A stretch of the entries below is to be set down exactly, running from the line with "Target: goose tail" through the line with "Target: green water surface", both included, and no other line.

Data entries

=====

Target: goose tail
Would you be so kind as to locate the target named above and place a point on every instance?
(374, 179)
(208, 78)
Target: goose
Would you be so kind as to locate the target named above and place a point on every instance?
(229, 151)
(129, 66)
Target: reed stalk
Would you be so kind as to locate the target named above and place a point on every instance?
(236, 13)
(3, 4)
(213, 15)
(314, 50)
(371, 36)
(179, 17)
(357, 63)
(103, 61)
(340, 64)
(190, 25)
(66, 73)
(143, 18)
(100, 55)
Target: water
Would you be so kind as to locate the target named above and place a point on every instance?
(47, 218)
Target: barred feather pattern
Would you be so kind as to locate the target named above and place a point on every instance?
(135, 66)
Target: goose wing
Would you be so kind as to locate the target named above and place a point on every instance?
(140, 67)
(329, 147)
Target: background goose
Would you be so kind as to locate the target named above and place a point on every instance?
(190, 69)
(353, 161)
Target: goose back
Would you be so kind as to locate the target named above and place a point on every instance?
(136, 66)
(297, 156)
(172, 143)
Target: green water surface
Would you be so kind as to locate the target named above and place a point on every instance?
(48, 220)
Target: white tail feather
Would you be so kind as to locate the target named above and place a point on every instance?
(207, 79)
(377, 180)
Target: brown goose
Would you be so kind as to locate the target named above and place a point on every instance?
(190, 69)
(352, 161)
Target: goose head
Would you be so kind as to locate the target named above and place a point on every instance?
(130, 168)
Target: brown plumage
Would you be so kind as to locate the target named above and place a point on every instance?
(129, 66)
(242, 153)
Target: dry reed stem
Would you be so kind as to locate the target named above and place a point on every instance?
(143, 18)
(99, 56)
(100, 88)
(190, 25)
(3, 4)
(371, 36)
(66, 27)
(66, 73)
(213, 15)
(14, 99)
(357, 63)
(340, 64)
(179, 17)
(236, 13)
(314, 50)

=====

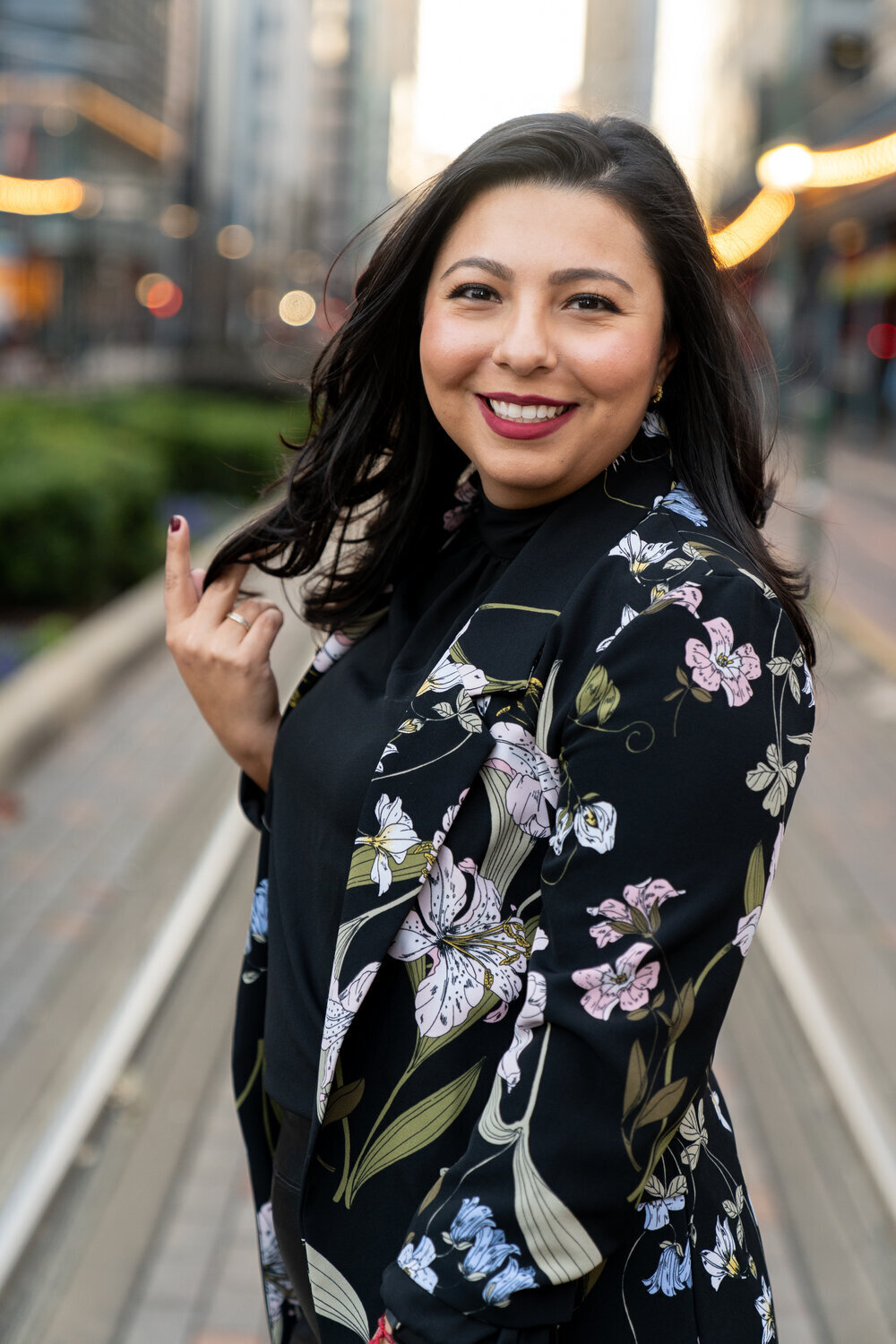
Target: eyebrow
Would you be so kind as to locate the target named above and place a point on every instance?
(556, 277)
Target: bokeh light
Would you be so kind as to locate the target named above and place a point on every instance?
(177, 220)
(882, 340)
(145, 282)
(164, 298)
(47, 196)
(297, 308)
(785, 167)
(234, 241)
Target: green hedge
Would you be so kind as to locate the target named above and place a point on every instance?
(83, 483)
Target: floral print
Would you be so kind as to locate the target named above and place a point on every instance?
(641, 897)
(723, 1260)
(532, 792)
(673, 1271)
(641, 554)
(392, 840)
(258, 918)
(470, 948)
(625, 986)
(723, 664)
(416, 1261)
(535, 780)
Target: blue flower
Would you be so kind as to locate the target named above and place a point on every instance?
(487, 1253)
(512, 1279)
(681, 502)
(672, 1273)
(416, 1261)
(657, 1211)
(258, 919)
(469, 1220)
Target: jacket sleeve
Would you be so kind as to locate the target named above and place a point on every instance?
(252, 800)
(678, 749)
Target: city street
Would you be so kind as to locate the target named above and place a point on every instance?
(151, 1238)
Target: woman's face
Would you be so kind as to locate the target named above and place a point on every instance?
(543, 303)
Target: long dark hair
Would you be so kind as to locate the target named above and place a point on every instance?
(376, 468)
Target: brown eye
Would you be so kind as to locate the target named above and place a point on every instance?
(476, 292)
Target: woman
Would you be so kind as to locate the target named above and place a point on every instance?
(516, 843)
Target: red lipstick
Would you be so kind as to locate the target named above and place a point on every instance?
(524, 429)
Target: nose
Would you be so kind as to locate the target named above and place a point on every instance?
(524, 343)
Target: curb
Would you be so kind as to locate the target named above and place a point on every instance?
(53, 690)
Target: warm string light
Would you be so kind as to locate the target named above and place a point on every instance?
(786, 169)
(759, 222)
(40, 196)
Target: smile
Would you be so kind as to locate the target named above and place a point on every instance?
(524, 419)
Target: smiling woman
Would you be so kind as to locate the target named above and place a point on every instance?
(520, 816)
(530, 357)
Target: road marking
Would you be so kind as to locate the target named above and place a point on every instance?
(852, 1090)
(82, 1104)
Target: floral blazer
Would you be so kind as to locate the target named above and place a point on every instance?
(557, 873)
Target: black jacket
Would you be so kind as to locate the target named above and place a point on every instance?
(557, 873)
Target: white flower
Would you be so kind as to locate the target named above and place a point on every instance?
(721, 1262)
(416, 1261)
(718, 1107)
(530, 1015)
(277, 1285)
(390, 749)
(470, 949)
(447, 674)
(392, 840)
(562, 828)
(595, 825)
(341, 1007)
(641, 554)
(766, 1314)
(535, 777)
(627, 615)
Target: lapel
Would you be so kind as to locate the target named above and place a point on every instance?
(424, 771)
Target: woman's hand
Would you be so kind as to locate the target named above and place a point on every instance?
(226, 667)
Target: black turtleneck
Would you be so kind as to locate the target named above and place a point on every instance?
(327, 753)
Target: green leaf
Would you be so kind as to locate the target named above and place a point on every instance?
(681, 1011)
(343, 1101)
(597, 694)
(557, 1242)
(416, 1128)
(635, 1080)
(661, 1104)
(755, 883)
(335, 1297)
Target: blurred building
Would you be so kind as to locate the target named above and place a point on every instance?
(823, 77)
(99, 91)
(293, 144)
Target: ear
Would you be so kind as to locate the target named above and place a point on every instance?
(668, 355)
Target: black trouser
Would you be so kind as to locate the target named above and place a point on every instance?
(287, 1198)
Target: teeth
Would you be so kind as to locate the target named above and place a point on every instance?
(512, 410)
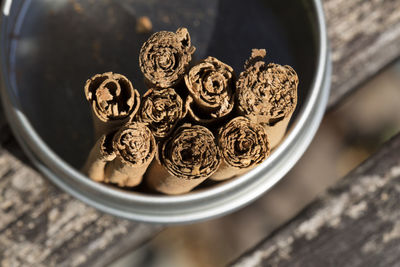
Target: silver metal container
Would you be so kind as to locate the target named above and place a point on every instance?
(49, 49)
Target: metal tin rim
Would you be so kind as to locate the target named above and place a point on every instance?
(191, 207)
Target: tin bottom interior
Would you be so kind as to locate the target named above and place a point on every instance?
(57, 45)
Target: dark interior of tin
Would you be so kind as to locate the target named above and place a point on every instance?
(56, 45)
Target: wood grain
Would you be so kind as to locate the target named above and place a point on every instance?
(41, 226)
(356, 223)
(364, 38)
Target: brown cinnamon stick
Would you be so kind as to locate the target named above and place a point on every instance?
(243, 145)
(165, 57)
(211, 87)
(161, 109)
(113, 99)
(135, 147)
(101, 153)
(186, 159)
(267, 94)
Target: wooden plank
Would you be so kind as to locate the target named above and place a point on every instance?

=====

Exercise solution:
Target: goose tail
Would you be so kind as to locate the target named above and place a point on every instance?
(374, 179)
(208, 78)
Target: goose
Would you be so kind as to locate the target named above and place a point on every instance?
(229, 151)
(129, 66)
Target: reed stalk
Would you be so kind as to locate the target named above and place a point on every instance?
(236, 13)
(3, 4)
(213, 15)
(314, 50)
(371, 36)
(179, 17)
(357, 63)
(103, 61)
(340, 64)
(190, 25)
(66, 73)
(143, 18)
(100, 55)
Target: water
Would you be so kind as to locate the target named above and place a point on every instance?
(47, 218)
Target: barred feather pattern
Would you be so kind as to locate the target named above and place a point on every instance?
(135, 66)
Target: goose wing
Would you be so kind as to locate the target named above and place a point on every instance?
(140, 67)
(329, 147)
Target: background goose
Would you be so kind as to locate the target named above and place a point on every instance?
(190, 69)
(353, 161)
Target: goose back
Would you be so kind as to locate the target named above and place a point on every instance?
(136, 66)
(297, 156)
(172, 143)
Target: green water surface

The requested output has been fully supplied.